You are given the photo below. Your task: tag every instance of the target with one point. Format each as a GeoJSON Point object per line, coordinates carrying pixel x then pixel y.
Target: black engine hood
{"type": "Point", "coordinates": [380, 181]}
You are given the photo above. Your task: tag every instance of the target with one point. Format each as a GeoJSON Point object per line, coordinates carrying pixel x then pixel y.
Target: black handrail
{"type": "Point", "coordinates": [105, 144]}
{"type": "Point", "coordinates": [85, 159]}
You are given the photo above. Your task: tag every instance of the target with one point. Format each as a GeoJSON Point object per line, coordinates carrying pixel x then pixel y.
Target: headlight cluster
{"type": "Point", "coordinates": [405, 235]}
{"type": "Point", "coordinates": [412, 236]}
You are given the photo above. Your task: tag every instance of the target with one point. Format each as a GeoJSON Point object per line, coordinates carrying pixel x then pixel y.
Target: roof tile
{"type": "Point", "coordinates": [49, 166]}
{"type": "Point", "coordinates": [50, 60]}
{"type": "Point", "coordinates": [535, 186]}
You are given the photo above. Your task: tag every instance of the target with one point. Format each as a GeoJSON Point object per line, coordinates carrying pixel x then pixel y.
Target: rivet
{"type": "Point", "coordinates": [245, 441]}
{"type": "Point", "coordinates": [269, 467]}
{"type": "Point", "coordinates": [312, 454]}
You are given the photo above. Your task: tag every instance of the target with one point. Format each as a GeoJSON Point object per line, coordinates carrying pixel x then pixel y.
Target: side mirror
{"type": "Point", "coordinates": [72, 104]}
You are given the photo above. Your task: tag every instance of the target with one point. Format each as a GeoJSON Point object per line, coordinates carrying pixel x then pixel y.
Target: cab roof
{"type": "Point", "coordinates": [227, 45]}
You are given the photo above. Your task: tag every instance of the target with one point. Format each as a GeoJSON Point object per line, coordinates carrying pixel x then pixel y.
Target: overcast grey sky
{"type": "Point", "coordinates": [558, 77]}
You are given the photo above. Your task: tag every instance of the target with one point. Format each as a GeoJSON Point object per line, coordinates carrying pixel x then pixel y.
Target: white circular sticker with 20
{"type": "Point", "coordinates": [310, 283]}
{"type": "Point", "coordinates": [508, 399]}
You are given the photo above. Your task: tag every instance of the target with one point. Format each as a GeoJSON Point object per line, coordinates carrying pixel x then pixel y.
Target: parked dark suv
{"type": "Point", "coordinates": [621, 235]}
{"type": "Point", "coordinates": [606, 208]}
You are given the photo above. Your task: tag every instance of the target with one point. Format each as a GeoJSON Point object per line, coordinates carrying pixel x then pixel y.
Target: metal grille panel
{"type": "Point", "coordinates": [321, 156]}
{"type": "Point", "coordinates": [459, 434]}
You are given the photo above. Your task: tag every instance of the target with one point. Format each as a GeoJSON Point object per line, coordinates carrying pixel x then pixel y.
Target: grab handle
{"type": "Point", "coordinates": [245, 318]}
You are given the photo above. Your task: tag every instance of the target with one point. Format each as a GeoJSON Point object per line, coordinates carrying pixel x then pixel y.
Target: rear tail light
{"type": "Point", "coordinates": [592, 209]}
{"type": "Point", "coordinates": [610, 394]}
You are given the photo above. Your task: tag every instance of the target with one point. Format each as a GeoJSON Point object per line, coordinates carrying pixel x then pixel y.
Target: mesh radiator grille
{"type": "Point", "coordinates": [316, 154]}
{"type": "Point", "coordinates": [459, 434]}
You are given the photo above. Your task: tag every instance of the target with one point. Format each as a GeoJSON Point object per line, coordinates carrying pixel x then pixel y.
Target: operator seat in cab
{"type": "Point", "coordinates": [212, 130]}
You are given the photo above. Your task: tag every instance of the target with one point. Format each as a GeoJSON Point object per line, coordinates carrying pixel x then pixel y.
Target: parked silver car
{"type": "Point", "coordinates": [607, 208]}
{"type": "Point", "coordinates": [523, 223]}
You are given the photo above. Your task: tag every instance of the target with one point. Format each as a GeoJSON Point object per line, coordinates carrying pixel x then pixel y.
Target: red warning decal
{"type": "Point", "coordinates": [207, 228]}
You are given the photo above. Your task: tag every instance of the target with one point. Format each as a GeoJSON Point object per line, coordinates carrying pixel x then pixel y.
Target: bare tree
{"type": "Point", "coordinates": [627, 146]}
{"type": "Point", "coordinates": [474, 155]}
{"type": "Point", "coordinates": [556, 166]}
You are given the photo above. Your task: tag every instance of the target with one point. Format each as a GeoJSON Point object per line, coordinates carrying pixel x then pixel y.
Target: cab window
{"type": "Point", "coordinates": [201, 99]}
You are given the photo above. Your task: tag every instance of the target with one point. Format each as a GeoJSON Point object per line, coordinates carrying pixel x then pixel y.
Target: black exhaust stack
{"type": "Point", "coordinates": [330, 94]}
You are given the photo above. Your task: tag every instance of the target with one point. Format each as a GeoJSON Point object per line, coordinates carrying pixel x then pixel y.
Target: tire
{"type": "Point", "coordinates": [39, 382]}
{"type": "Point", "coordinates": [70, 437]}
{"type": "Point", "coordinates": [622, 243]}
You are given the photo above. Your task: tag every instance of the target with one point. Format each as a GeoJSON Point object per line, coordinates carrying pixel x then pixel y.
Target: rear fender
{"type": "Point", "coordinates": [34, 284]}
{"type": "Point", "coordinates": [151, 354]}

_What needs to be done:_
The full listing above should be retyped without any alteration.

_Reply to the task:_
You are given the photo below. Your task: tag every instance of the target with one point. Format each as a GeoJSON Point object per line, coordinates carrying pixel x then pixel y.
Target: black engine hood
{"type": "Point", "coordinates": [380, 181]}
You are given the photo above. Your task: tag every instance of the target with one point. Format each as a GeoJSON Point object per line, coordinates carrying pixel x then pixel y.
Target: black handrail
{"type": "Point", "coordinates": [105, 144]}
{"type": "Point", "coordinates": [85, 159]}
You are given the photo above. Your task: tag every instance of the target with one point. Format each as a GeoJSON Point object per line, coordinates carrying pixel x then pixel y.
Target: headlight cluster
{"type": "Point", "coordinates": [405, 235]}
{"type": "Point", "coordinates": [412, 236]}
You are given the photo above. Your task: tag every instance of the target with one point. Format each as a GeoJSON Point object per line, coordinates carrying pixel x then pixel y.
Target: roof tile
{"type": "Point", "coordinates": [49, 166]}
{"type": "Point", "coordinates": [50, 60]}
{"type": "Point", "coordinates": [535, 186]}
You are given the photo above. Your task: tag every instance of the target with one point. Format each as a GeoJSON Point object per line, coordinates carrying pixel x then pixel y.
Target: rivet
{"type": "Point", "coordinates": [245, 441]}
{"type": "Point", "coordinates": [269, 467]}
{"type": "Point", "coordinates": [312, 454]}
You are given the photo above. Your task: tag every instance of the target with one point. Format each as a GeoJSON Point object per line, coordinates carrying pixel x then pixel y.
Target: side mirror
{"type": "Point", "coordinates": [72, 104]}
You are given the photo above. Your task: tag every instance of the target with one point. Format each as a GeoJSON Point object per line, coordinates carrying pixel x then pixel y.
Target: cab roof
{"type": "Point", "coordinates": [227, 45]}
You are given the photo above. Your task: tag every instance of the target with one point. Format each as a GeoJSON Point object per line, coordinates carrying pixel x then pixel y.
Target: overcast grey sky
{"type": "Point", "coordinates": [558, 77]}
You are given the photo above. Your task: tag every instance of the target with one point. Format each as a GeoJSON Point object per line, coordinates carrying pixel x then pixel y.
Target: white circular sticker with 20
{"type": "Point", "coordinates": [310, 283]}
{"type": "Point", "coordinates": [508, 399]}
You are given the photo above. Your task: tag every instance of the target with one point. Format each as a GeoJSON Point object per line, coordinates carrying pixel x then pixel y.
Target: parked dark suv
{"type": "Point", "coordinates": [621, 235]}
{"type": "Point", "coordinates": [606, 208]}
You are given the photo above. Your task: tag every instance of the target with one point. Format each as a GeoJSON Point object per line, coordinates carrying pixel x then pixel y.
Target: metal grille panel
{"type": "Point", "coordinates": [321, 156]}
{"type": "Point", "coordinates": [459, 434]}
You are given the photo above. Your task: tag every instance of the target with one point. Format each as a GeoJSON Point object per line, coordinates carrying pixel x then pixel y.
Target: grab handle
{"type": "Point", "coordinates": [245, 318]}
You are given the photo above. Your task: tag every instance of the target with one point. Format each as a GeoJSON Point object per line, coordinates carrying pixel x then pixel y.
Target: rear tail light
{"type": "Point", "coordinates": [592, 209]}
{"type": "Point", "coordinates": [610, 394]}
You are given the photo above. Your task: tag every instance of the target with one point. Format each as a GeoJSON Point object per line, coordinates carrying pixel x then pixel y.
Target: mesh radiator grille
{"type": "Point", "coordinates": [316, 154]}
{"type": "Point", "coordinates": [459, 434]}
You are given the photo above. Your task: tag every instance of the target with one point. Format each as a GeoJSON Point object per line, coordinates carrying pixel x then pixel y.
Target: operator seat in cab
{"type": "Point", "coordinates": [212, 130]}
You are given the photo above. Your task: tag every instance of the target with one point. Format each as a GeoJSON Point object per line, coordinates carrying pixel x then pixel y.
Target: parked silver car
{"type": "Point", "coordinates": [607, 208]}
{"type": "Point", "coordinates": [523, 223]}
You are given the photo above. Your task: tag every instance of the target with one point. Format each as a GeoJSON Point object per line, coordinates carrying pixel x then pixel y.
Target: red warning decal
{"type": "Point", "coordinates": [207, 228]}
You are given the photo above. Your task: tag every instance of the target with one point. Format each as a GeoJSON Point object per line, coordinates carrying pixel x then pixel y.
Target: bare tree
{"type": "Point", "coordinates": [627, 146]}
{"type": "Point", "coordinates": [474, 155]}
{"type": "Point", "coordinates": [556, 166]}
You are given the photo above. Your task: tag every instance of the target with one point. Format each as a GeoJSON Point object per line, coordinates carrying pixel x then pixel y.
Target: cab window
{"type": "Point", "coordinates": [201, 99]}
You are given the photo above. Your task: tag every instance of the target with one point. Format each as a GeoJSON Point object per line, coordinates carrying pixel x then pixel y.
Target: black exhaust stack
{"type": "Point", "coordinates": [330, 94]}
You are given the photo above. Your task: tag every instance of the target with one point. Format each as a GeoJSON Point object per line, coordinates carrying pixel x then pixel y.
Target: tire
{"type": "Point", "coordinates": [39, 382]}
{"type": "Point", "coordinates": [70, 437]}
{"type": "Point", "coordinates": [622, 243]}
You are given the photo above. Your task: tag every instance of the target with one point. Format each as a GeoJSON Point object per line, coordinates carrying pixel x then pixel y.
Target: rear fender
{"type": "Point", "coordinates": [34, 284]}
{"type": "Point", "coordinates": [151, 354]}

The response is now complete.